--- BEGIN ---
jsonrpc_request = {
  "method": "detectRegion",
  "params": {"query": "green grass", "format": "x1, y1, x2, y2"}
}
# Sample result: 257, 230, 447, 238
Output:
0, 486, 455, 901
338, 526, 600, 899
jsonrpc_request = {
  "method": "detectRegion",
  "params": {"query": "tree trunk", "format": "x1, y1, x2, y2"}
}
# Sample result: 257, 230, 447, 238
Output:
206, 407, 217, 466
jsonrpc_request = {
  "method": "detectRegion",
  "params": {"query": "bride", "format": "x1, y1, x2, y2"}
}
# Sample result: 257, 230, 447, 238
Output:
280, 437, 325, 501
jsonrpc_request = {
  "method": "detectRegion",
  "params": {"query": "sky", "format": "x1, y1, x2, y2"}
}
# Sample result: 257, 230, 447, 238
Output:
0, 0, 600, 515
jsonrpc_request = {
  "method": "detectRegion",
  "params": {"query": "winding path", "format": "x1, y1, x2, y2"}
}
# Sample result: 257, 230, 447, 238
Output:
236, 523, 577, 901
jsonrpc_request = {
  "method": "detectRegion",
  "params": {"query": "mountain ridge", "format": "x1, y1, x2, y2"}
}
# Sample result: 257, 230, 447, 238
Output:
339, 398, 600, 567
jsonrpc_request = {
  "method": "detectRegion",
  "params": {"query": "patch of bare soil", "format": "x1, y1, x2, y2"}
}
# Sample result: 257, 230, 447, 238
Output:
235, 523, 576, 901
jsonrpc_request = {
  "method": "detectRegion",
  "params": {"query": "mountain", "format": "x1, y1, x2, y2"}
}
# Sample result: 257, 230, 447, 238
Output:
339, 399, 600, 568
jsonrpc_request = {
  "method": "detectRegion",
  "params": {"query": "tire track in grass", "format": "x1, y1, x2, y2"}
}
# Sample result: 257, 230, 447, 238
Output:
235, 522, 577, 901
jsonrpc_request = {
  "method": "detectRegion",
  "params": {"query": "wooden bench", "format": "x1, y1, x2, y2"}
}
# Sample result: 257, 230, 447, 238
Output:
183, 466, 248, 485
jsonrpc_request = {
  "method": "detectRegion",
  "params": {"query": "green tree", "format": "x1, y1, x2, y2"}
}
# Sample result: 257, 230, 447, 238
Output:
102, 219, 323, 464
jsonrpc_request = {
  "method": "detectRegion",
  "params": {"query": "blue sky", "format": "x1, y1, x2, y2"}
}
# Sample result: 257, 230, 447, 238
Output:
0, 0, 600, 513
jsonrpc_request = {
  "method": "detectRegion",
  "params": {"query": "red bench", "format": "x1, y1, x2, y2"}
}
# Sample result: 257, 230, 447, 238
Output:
--- END ---
- Given instruction
Format the listing above as a JSON list of strings, one string per line and no blank lines, running from the start of the listing up to and including the line with "0, 0, 600, 515".

- Answer for this exercise
[
  "jsonrpc_request = {",
  "  \"method\": \"detectRegion\",",
  "  \"params\": {\"query\": \"green grass\", \"format\": \"x1, y1, x2, y2\"}",
  "}",
  "# Sample result: 257, 230, 447, 238",
  "Output:",
  "0, 486, 455, 901",
  "338, 526, 600, 899",
  "jsonrpc_request = {",
  "  \"method\": \"detectRegion\",",
  "  \"params\": {\"query\": \"tree trunk\", \"format\": \"x1, y1, x2, y2\"}",
  "}",
  "# Sample result: 257, 230, 447, 238",
  "Output:",
  "206, 407, 217, 466",
  "jsonrpc_request = {",
  "  \"method\": \"detectRegion\",",
  "  \"params\": {\"query\": \"bride\", \"format\": \"x1, y1, x2, y2\"}",
  "}",
  "# Sample result: 257, 230, 447, 238",
  "Output:",
  "280, 437, 325, 501",
  "jsonrpc_request = {",
  "  \"method\": \"detectRegion\",",
  "  \"params\": {\"query\": \"sky\", \"format\": \"x1, y1, x2, y2\"}",
  "}",
  "# Sample result: 257, 230, 447, 238",
  "Output:",
  "0, 0, 600, 515"
]